YOUR INSTRUCTIONS.
Convert every one of the items below into a numbered list, omitting blank lines. Leave the pictures out of the list.

***

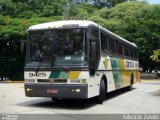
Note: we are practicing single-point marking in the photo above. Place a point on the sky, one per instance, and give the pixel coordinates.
(154, 1)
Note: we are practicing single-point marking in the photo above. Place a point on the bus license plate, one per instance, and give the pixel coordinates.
(52, 91)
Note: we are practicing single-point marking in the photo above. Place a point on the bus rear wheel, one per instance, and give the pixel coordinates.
(102, 93)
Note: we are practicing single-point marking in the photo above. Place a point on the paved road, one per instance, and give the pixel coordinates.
(145, 98)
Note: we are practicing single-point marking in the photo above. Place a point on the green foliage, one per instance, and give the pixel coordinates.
(137, 22)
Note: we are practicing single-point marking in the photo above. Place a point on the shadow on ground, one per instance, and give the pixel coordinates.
(74, 104)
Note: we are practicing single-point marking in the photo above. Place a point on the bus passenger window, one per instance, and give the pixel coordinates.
(113, 46)
(117, 47)
(104, 42)
(120, 49)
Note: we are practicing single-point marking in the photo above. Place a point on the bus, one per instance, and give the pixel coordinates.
(77, 59)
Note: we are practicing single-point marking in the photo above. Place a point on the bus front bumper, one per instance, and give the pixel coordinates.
(75, 91)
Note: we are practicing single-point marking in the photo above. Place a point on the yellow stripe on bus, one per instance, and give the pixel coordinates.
(74, 74)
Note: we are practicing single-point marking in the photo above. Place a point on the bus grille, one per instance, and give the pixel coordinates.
(52, 80)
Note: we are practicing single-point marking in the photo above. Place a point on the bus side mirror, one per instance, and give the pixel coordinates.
(92, 65)
(23, 45)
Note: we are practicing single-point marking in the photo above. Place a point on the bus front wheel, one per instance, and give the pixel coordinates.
(102, 93)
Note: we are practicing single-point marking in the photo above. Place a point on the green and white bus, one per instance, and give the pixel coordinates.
(77, 59)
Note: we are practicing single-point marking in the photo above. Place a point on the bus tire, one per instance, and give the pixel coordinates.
(102, 93)
(130, 88)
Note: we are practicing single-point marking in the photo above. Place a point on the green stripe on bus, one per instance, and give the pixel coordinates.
(54, 74)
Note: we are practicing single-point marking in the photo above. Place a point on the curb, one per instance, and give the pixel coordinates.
(154, 80)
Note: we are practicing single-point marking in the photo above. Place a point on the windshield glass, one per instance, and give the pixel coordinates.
(59, 47)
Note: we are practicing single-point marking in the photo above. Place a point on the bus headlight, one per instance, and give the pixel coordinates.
(78, 81)
(29, 80)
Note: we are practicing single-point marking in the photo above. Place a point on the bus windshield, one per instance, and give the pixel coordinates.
(56, 48)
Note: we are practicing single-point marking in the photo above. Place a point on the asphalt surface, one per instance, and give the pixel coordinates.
(143, 99)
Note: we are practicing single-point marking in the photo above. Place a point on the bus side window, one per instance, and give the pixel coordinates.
(94, 33)
(104, 42)
(120, 49)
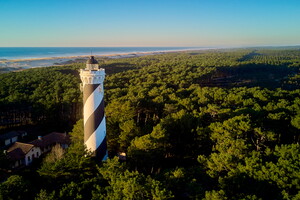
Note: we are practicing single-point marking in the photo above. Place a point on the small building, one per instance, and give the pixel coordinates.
(46, 142)
(11, 137)
(22, 154)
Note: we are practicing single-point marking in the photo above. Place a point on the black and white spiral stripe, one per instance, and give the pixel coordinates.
(94, 120)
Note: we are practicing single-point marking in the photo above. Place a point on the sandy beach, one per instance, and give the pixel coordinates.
(20, 64)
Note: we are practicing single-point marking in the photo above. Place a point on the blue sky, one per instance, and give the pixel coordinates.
(149, 23)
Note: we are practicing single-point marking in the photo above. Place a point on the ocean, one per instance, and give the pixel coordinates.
(8, 53)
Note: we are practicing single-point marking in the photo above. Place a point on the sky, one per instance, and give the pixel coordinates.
(134, 23)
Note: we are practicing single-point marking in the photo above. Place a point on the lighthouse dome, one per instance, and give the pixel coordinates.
(91, 60)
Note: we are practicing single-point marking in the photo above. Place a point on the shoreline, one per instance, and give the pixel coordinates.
(8, 65)
(103, 55)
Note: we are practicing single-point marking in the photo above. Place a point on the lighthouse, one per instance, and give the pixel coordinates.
(92, 78)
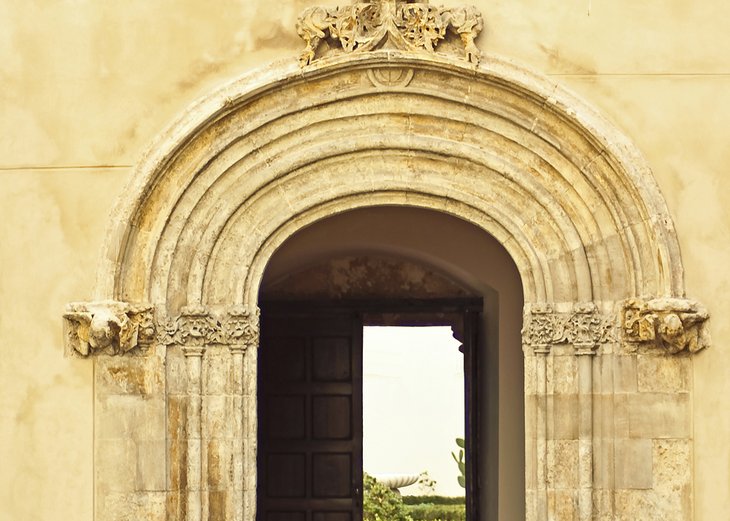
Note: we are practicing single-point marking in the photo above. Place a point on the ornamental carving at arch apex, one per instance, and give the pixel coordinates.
(402, 24)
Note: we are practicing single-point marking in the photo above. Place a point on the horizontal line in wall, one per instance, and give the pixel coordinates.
(64, 167)
(640, 75)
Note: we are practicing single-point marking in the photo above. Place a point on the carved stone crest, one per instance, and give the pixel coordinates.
(108, 327)
(403, 24)
(584, 328)
(240, 328)
(672, 324)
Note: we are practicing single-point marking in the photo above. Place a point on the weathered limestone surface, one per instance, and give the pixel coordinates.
(658, 70)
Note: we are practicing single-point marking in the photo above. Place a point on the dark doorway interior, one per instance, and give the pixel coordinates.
(310, 401)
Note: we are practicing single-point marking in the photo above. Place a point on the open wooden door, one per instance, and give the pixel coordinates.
(310, 416)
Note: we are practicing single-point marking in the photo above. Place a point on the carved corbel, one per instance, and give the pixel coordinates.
(671, 324)
(108, 327)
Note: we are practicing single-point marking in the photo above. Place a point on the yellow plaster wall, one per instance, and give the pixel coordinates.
(86, 85)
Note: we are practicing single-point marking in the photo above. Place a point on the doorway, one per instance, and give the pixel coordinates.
(310, 459)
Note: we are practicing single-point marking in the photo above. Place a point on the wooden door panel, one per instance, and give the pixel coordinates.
(310, 417)
(332, 417)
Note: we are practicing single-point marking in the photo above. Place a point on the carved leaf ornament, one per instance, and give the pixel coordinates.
(401, 24)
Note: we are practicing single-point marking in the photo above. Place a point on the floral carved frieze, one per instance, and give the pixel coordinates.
(584, 328)
(671, 324)
(118, 328)
(107, 327)
(402, 24)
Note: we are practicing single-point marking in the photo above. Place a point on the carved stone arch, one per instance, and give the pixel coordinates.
(569, 197)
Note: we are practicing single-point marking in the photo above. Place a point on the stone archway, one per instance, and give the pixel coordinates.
(495, 145)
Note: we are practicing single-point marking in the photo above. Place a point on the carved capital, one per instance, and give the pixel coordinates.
(584, 328)
(671, 324)
(108, 327)
(241, 329)
(194, 327)
(402, 24)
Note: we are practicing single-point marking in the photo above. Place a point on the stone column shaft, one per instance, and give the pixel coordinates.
(541, 509)
(193, 361)
(237, 355)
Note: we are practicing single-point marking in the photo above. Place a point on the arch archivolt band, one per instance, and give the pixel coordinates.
(567, 195)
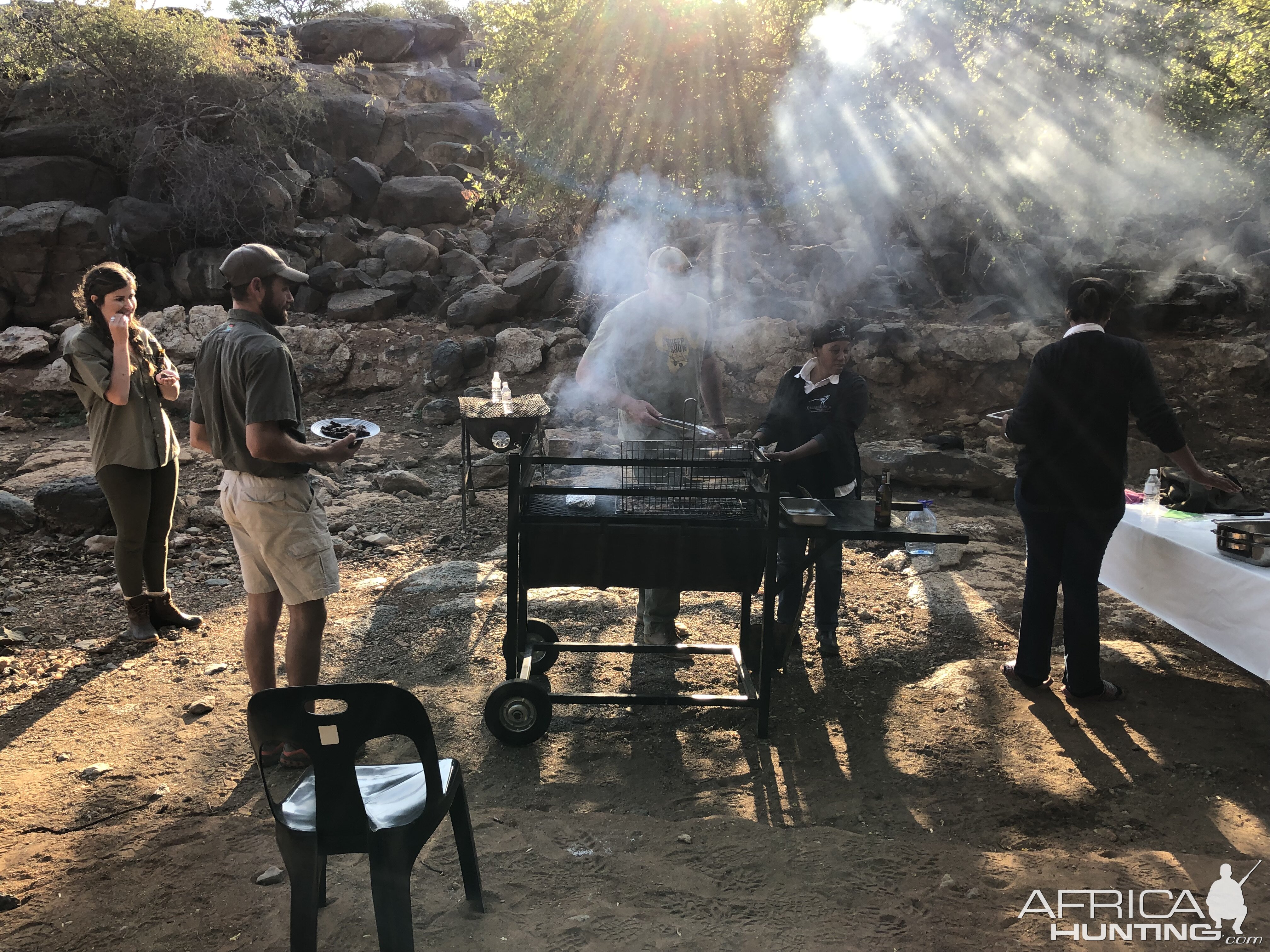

***

RESPONSE TO THE TASK.
1. Note: we are practicing single-point marking in the photo above. Place a point on the sky, one per instance, and give the pixel coordinates.
2. (154, 1)
3. Note: we are practicing single-point marking in the photo above. Place a point on the bus license plate, one per instance, and give the pixel coordinates.
4. (52, 91)
5. Note: we are practicing single-point marking in the photo above. Place a point on the bus rear wheel, one per instance, and give the pixel coordinates.
6. (102, 93)
7. Note: we are practicing single-point marking in the photo above. Place a point on the paved road, one per instance, and give the pixel coordinates.
8. (145, 98)
9. Note: we are practicing single-point marking in the photo above. Place a point on the green foliage, one per instance, and give the pixel coordinates.
10. (137, 22)
11. Note: we are practicing single-point marking in the photo above. Place a point on the shadow on ground, one per instance, and give the pixel coordinates.
12. (74, 104)
13. Note: we are practicing single-point marking in the photo above. Place a point on the bus passenger window, one per instance, and give the pixel coordinates.
14. (113, 46)
15. (117, 47)
16. (104, 42)
17. (120, 49)
18. Note: we are practicing single-point marking in the photo above. Place a point on the bus, one per instance, and give the pixel coordinates.
19. (77, 59)
20. Note: we are practicing single-point marking in the photo above. Place a point on the bus front bumper, one per instance, and give the pixel coordinates.
21. (75, 91)
22. Note: we are practicing single-point marking in the photo above. Place a point on the yellow stripe on bus, one per instance, and give the pixel coordinates.
23. (74, 74)
24. Note: we are practicing single-point marking in the photo above. Place a point on the bus grille, one per instance, and give the pixel coordinates.
25. (52, 80)
26. Note: we are practicing single-point marking in the photo above. Place a point on the bus side mirror, one per instance, and give the pixel coordinates.
27. (92, 65)
28. (23, 45)
29. Note: we are practicing single-point marking in the photo above. Place a point on the bus front wheel, one per instance, and give the pixel coordinates.
30. (102, 93)
31. Note: we are practicing single-point marking in the photo above. Place a point on the green and white bus, one per instance, and give the pixel coordinates.
32. (77, 59)
33. Note: we are practicing single-point marking in the photo above. Place a point on the bus tire, one per instance, and give the pixel coordinates.
34. (102, 93)
35. (130, 88)
36. Note: we are practicing single-point marking in the photo above. Place a point on the green stripe on bus, one per instance, and give the pixel coordinates.
37. (54, 74)
38. Note: we are practicing single-point marking in the photo above. Place a point on the curb, one per instance, and give the pixel coordinates.
39. (154, 80)
40. Note: we are practicing single-point marking in the photo above. Place a point on the windshield glass, one per instance, and give the pixel coordinates.
41. (59, 47)
42. Note: we are practicing single-point marking in the photo above. Place a point on the bus headlight, one per instance, and give the pixel coordinates.
43. (78, 81)
44. (29, 80)
45. Note: we are practicing single-point marking in the photo above. Place a point on the bus windshield, one per instance, and give the pixel coordinates.
46. (56, 48)
47. Note: we are practicing single-point marking in the photo above. Place a point on the asphalt surface, one per instance, and give the pixel coordinates.
48. (143, 99)
49. Note: we are practicing single-point marking in the photo above. Place a point on the bus side window, one per instance, and give the pixel coordinates.
50. (94, 33)
51. (104, 42)
52. (120, 49)
53. Note: we are practicing single-point marking in the photo above. Place a point on the small building, one per instance, and give the pixel coordinates.
54. (46, 142)
55. (11, 137)
56. (22, 154)
57. Note: we are practicing single-point marking in the photo above. Place a point on the black and white spiral stripe, one per instance, and give the pixel coordinates.
58. (94, 120)
59. Note: we are practicing single-point marking in the photo above. Place a point on the sandy beach, one per instance, and give the pixel coordinates.
60. (20, 64)
61. Note: we are practicing single-point marking in the photo above. Place a point on the blue sky, one per instance, and give the pixel coordinates.
62. (149, 23)
63. Note: we are practicing single-point marking in the photo above. Place a point on the ocean, one per instance, and give the pixel coordinates.
64. (8, 53)
65. Note: we are practicing single-point marking in the photo above. Place a point on the sky, one per instance, and give the pixel coordinates.
66. (134, 23)
67. Note: we are practicing single-point marking in the photo above. Place a point on the lighthouse dome, one per instance, and give the pixel coordinates.
68. (91, 60)
69. Note: we are practicing single-point marking in the photo above. Place a point on the shoreline, one per instance, and give the pixel coordinates.
70. (8, 65)
71. (103, 55)
72. Note: we are practicing single-point marking in the photo above. Place a point on the lighthouse, one per instance, and give the pixel coordinates.
73. (92, 78)
74. Note: we are practicing single-point marking in the photo above. Place a point on the ornamental carving at arch apex, one per instance, and give the pixel coordinates.
75. (402, 24)
76. Note: we are practicing single-point marking in the photo above. Place a point on the horizontal line in wall, one per instance, and give the pixel coordinates.
77. (64, 167)
78. (640, 75)
79. Note: we are practicing single-point marking in the photo above. Place a point on the carved stone crest, one per instance, and give the pixel coordinates.
80. (108, 327)
81. (403, 24)
82. (584, 328)
83. (240, 328)
84. (672, 324)
85. Note: we are practicing single-point marking in the photo above. Place a point on the weathered limestone surface, one per instance, and give the pixel coordinates.
86. (658, 70)
87. Note: we are practicing single-point marking in the photo above. Place a point on the dark doorway interior, one per instance, and give the pixel coordinates.
88. (310, 401)
89. Note: we are practicing single-point marking in the photo above. Place a point on the open wooden door, one per instance, and give the pixel coordinates.
90. (310, 416)
91. Note: we are practicing single-point marking in the photo above. Place a point on the carved corbel, one per instance, and give the pixel coordinates.
92. (671, 324)
93. (108, 327)
94. Note: we are practicing single-point marking in the photo above. Place a point on the yellow plaster wall, one per instance, and give the pixel coordinates.
95. (86, 85)
96. Note: we are practicing single-point marking in the photo above. Place a point on the doorway, one per instance, and give the pixel coordinates.
97. (310, 459)
98. Note: we are practicing single-point marking in the photo above. Place a point on the wooden door panel, one per instance, and give the pixel coordinates.
99. (310, 417)
100. (332, 417)
101. Note: we are practicing single-point marking in the photo above. Place a point on the carved leaf ornament, one per instance, and give the pixel coordinates.
102. (401, 24)
103. Note: we are practicing single-point marking in the photo above. Place a point on the floral carved frieze, one per instance, and give the pixel coordinates.
104. (584, 328)
105. (671, 324)
106. (118, 328)
107. (107, 327)
108. (402, 24)
109. Note: we are practicing single-point marking in the photo above. Place a point on the carved stone arch, one per instance, and give the pixel coordinates.
110. (569, 197)
111. Note: we are practicing single-point marking in the photo above. Place a point on the stone archway, one per instance, and give the pixel coordinates.
112. (495, 145)
113. Note: we are practicing single-point marking in the photo above. Place a point on the carved capital, one per instance, and give the pixel coordinates.
114. (584, 328)
115. (671, 324)
116. (108, 327)
117. (241, 329)
118. (194, 327)
119. (402, 24)
120. Note: we are practicing single-point marking in the photo above. Place a point on the stone column shaft, one per instance, and give the pixel coordinates.
121. (541, 509)
122. (193, 361)
123. (237, 355)
124. Note: we are practicing single-point marking in the photo above. Place a point on the arch archivolt band, one per instance, and give the pixel coordinates.
125. (567, 195)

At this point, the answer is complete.